DOCUMENT EXTRACT
If you read the summary you will have enough knowledge to answer these simple Vote Questions Below.
An Act Respecting the Commissioner for Modern Treaty Implementation
Short title: Commissioner for Modern Treaty Implementation Act
Bill type: House Government
Bill Sponsor: Minister of Crown-Indigenous Relations
BILL C-10 — SUMMARY
The Commissioner for Modern Treaty Implementation Act creates a taxpayer-funded oversight office to audit government implementation of modern treaties with Indigenous groups. Key concerns:
- The Commissioner holds broad powers, legal immunity, and no mandate to audit Indigenous partners
- The Cowichan decision established Indigenous jurisdiction over child welfare that overrides provincial law — this bill operates in that new legal landscape
- Modern treaties may grant Indigenous governments sovereign authority over lands, resources, roads, and property use
- The bill doesn't disclose what land claims, jurisdictional transfers, or restrictions on Canadian property owners are embedded in the 30+ treaties the Commissioner will oversee
WHO GAINS POWER
The Commissioner:
- Appointed by Cabinet after consultation with the Indigenous treaty partners being overseen
- Conducts unlimited reviews and performance audits of any government institution
- Accesses confidential government information and issues public reports to Parliament without oversight
- Ranks as deputy minister, holds office up to 14 years (two 7-year terms)

EXERCISE
According to the Bill C-10 summary, how long can the Commissioner hold office?

GIVEN INFORMATION

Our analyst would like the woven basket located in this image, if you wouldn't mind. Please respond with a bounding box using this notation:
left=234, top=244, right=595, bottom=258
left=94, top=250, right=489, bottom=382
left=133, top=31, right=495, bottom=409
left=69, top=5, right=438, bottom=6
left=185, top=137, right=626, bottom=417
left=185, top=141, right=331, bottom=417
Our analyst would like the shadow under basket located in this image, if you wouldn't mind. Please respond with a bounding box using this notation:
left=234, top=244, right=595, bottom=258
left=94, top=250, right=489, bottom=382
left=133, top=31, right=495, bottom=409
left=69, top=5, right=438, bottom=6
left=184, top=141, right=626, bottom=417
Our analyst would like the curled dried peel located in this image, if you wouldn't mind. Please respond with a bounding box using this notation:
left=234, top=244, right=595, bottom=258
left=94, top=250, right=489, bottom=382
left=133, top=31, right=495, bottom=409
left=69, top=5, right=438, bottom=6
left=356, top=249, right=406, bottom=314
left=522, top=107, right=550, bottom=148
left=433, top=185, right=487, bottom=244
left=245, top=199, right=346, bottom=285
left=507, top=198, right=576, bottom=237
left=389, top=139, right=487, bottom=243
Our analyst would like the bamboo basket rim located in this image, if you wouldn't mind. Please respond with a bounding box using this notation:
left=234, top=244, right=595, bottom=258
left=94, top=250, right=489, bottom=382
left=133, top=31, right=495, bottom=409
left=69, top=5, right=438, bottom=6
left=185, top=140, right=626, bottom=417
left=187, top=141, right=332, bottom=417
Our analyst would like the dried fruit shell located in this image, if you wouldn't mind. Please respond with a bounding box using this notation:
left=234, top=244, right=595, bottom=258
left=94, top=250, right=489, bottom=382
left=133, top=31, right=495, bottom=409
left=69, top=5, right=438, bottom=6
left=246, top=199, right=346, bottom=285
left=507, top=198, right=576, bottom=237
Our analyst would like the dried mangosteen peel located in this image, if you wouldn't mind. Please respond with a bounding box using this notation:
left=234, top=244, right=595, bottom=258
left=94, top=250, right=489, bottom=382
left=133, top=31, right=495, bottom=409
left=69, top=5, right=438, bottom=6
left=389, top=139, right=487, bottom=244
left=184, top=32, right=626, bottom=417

EXERCISE RESPONSE
Up to 14 years (two 7-year terms).